DOCUMENT —
SchemaType  Indicates the type of information requested. Values include stTables, stSysTables, stProcedures, stColumns, and stProcedureParams.

SchemaObject  Indicates the object you are referring to, such as the name of the table whose columns you are requesting.

SchemaPattern  A filter that lets you limit your request to tables, columns, or procedures starting with the given letters. This is handy if you use prefixes to identify groups of elements.

For example, in the SchemaTest program, a Tables button reads into the dataset all of the connected database's tables:

ClientDataSet1.Close;
SQLDataSet1.SetSchemaInfo (stTables, '', '');
ClientDataSet1.Open;

The program uses the usual group of dataset provider, client dataset, and data source component to display the resulting data in a grid, as you can see in Figure 14.7. After you're retrieved the tables, you can select a row in the grid and click the Fields button to see a list of the fields of this table:

Figure 14.7: The SchemaTest example allows you to see a database's tables and the columns of a given table.

SQLDataSet1.SetSchemaInfo (stColumns, ClientDataSet1['Table_Name'], '');
ClientDataSet1.Close;
ClientDataSet1.Open;

In addition to letting you access database metadata, dbExpress provides a way to access its own configuration information, including the installed drivers and the configured connections. The unit DbConnAdmin defines a TConnectionAdmin class for this purpose, but the aim of this support is limited to dbExpress add-on utilities for developers (end users aren't commonly allowed to access multiple databases in a totally dynamic way).

Tip

The DbxExplorer demo included in Delphi shows how to access both dbExpress administration files and schema information. Also check the help file under "The structure of metadata datasets" within the section "Developing database applications."

OBJECTIVES —
1) Decide whether each statement agrees with the dbExpress excerpt. For each, answer yes or no and quote the words from the excerpt that settle it.
(a) SchemaPattern limits a request to tables, columns, or procedures that start with given letters.
(b) The TConnectionAdmin class is defined in the unit DbConnAdmin.
(c) End users are commonly allowed to access multiple databases in a totally dynamic way.
2) According to the dbExpress excerpt, which demo included in Delphi shows how to access both dbExpress administration files and schema information?
3) Write the next part of the dbExpress excerpt, picking up after its final sentence.
The material that follows has no connection to the dbExpress excerpt.

DATASET EXTRACT —
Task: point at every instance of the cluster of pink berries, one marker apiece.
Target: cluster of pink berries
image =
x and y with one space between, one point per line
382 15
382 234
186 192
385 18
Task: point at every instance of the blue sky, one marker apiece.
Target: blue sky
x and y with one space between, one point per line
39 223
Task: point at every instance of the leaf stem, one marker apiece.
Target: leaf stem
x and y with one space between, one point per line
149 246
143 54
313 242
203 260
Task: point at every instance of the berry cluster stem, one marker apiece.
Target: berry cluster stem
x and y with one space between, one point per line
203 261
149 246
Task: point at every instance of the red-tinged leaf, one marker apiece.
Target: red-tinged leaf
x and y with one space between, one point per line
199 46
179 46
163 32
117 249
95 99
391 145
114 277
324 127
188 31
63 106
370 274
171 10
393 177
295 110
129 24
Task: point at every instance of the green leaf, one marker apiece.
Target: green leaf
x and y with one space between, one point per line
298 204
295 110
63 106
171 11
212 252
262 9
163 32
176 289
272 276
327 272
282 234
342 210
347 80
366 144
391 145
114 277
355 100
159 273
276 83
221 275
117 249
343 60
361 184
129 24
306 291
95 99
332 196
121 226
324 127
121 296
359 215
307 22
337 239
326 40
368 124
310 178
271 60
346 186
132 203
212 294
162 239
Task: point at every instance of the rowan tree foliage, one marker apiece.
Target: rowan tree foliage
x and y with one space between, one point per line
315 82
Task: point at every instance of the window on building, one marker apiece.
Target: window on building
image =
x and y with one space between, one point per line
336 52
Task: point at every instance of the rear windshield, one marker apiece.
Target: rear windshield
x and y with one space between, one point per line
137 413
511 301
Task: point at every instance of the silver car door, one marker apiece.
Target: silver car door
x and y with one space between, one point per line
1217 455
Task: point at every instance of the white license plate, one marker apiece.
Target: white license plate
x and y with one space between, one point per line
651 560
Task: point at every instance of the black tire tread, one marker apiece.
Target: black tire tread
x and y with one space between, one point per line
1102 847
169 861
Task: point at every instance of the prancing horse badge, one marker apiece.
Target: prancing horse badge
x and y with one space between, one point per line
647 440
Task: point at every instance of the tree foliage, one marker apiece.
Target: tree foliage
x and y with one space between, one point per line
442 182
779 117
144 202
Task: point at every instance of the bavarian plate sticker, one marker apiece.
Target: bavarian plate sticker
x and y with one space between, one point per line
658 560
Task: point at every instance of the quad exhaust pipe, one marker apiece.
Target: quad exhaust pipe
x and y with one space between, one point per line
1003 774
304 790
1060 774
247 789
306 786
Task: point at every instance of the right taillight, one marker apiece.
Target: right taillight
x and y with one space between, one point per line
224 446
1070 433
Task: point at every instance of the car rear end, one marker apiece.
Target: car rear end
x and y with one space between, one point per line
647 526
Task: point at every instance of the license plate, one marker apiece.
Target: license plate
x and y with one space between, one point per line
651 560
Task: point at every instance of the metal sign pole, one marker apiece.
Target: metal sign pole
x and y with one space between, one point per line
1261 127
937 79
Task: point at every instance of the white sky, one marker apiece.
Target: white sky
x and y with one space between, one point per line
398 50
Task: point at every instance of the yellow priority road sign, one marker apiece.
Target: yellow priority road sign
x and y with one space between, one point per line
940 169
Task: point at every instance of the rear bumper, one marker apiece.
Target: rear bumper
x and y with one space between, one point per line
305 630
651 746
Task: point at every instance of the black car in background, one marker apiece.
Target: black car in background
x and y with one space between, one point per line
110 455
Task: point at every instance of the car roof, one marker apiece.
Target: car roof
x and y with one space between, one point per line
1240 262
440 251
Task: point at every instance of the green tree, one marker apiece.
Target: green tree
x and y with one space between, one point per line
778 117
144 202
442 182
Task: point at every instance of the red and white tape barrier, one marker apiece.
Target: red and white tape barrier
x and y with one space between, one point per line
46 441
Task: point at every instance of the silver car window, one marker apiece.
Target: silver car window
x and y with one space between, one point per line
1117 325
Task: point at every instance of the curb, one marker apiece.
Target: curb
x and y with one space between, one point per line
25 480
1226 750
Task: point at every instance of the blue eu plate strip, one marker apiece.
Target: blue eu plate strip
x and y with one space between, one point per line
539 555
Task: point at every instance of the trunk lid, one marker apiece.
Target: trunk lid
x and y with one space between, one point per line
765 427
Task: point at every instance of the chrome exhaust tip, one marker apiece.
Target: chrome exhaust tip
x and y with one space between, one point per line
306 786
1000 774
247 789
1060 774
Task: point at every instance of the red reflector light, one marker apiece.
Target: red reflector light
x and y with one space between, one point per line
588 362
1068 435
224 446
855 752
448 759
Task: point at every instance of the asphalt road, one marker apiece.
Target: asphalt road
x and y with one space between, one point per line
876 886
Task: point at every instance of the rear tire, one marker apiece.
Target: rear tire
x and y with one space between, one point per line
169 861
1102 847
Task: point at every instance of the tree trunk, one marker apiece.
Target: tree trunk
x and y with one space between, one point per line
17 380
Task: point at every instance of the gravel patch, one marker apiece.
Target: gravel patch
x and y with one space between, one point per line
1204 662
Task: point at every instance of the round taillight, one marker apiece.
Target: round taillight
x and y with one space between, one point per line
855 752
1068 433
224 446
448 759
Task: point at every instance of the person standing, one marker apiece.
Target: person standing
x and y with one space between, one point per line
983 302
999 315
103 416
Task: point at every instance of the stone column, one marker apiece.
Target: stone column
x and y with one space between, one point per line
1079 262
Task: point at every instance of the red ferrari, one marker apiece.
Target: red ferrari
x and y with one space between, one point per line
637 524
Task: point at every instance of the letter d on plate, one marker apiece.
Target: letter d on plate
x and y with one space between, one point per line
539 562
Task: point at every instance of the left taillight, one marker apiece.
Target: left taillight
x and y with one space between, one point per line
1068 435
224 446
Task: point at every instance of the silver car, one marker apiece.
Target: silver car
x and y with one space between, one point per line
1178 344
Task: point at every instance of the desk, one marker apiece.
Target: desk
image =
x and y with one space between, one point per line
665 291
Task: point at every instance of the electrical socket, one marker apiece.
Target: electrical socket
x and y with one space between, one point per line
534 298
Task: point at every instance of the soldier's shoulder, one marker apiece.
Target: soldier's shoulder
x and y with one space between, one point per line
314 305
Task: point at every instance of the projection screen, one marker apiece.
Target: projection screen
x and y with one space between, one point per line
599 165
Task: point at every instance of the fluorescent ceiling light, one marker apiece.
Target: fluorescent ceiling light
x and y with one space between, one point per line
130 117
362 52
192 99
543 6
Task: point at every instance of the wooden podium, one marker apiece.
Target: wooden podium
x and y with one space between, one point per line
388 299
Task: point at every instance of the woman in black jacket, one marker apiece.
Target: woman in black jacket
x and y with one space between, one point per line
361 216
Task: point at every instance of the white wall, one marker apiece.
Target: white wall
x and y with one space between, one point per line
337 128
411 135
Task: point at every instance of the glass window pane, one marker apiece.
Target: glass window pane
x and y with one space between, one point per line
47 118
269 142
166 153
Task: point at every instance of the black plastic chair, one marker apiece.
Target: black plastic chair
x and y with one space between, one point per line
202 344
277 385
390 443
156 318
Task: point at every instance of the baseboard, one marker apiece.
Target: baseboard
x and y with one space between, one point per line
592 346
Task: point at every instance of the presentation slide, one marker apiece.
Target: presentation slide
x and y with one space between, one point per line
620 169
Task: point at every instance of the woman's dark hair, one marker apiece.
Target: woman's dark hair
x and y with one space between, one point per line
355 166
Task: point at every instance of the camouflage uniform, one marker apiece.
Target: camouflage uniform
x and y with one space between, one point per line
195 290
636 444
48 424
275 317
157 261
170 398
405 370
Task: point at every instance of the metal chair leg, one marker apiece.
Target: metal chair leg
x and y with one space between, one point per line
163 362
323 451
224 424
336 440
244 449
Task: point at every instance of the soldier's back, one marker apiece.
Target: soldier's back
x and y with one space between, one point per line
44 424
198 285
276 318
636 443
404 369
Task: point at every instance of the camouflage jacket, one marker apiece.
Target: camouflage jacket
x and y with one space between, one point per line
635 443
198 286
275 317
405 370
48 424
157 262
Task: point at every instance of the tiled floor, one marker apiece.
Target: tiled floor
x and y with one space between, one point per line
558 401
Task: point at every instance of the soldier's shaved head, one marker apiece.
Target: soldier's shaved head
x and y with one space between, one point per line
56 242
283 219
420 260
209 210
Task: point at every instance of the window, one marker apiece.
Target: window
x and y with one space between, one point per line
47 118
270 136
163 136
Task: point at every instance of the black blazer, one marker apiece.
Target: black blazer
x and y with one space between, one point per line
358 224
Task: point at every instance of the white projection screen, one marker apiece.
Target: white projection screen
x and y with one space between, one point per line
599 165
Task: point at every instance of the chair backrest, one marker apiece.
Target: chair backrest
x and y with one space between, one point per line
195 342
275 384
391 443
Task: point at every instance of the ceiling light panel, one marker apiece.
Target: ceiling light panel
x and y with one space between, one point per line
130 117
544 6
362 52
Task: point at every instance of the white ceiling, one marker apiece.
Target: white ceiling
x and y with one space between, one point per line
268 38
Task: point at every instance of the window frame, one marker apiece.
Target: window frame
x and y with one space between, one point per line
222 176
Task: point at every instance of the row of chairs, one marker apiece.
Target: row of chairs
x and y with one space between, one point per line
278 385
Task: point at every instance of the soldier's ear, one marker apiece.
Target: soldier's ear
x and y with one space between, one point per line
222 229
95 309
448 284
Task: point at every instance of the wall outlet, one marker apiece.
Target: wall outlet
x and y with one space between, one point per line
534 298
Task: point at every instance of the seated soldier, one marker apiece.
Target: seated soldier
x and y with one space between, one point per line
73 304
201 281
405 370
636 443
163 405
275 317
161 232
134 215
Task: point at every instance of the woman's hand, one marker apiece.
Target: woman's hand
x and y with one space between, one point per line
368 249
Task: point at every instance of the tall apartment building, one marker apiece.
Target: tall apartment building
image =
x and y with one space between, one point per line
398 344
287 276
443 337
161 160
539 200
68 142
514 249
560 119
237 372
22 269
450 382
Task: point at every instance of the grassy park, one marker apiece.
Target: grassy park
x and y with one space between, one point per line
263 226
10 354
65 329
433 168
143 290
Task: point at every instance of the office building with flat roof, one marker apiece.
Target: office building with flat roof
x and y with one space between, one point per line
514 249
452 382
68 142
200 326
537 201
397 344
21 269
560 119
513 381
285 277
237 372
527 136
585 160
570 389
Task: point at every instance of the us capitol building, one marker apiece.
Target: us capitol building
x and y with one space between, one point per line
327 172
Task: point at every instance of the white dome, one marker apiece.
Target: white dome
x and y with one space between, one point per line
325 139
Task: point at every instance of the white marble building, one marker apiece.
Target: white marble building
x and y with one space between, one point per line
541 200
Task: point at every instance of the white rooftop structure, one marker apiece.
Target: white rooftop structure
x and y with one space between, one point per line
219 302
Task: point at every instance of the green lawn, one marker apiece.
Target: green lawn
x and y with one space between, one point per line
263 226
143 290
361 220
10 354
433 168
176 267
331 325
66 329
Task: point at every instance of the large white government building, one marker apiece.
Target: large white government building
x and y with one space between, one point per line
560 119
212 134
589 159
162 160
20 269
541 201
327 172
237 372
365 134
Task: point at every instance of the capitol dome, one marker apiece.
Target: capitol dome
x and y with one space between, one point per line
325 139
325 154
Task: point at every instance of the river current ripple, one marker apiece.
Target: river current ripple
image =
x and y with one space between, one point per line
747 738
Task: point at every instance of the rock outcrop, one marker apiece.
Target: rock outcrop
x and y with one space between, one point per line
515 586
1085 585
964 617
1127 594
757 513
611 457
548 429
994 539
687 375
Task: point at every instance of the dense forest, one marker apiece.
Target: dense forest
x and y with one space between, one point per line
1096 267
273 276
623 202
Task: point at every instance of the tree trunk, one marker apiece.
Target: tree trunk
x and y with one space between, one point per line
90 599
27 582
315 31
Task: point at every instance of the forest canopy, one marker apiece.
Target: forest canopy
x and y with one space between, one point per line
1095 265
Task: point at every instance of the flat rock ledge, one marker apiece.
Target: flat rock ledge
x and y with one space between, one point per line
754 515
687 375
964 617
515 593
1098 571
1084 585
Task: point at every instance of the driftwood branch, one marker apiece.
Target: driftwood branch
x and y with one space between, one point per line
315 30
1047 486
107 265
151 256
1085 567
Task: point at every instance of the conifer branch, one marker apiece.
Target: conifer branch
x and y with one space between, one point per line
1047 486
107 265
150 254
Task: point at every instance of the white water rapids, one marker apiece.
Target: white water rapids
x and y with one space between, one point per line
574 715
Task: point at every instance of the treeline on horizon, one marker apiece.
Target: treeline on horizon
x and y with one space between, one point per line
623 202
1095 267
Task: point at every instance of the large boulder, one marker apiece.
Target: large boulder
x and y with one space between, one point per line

ANSWERS —
1)
(a) Yes: "A filter that lets you limit your request to tables, columns, or procedures starting with the given letters."
(b) Yes: "The unit DbConnAdmin defines a TConnectionAdmin class for this purpose"
(c) No: "end users aren't commonly allowed to access multiple databases in a totally dynamic way"

2) The DbxExplorer demo.

3)
A Parametric Query

When you need slightly different versions of the same SQL query, instead of modifying the text of the query itself each time, you can write a query with a parameter and change the value of the parameter. For example, if you decide to have a user choose the employees in a given country (using the employee table), you can write the following parametric query:

select *
from employee
where job_country = :country

In this SQL clause, :country is a parameter. You can set its data type and startup value using the editor of the SQLDataSet component's Params property collection. When the Params collection editor is open, as shown in Figure 14.8, you see a list of the parameters defined in the SQL statement; you can set the data type and the initial value of these parameters in the Object Inspector.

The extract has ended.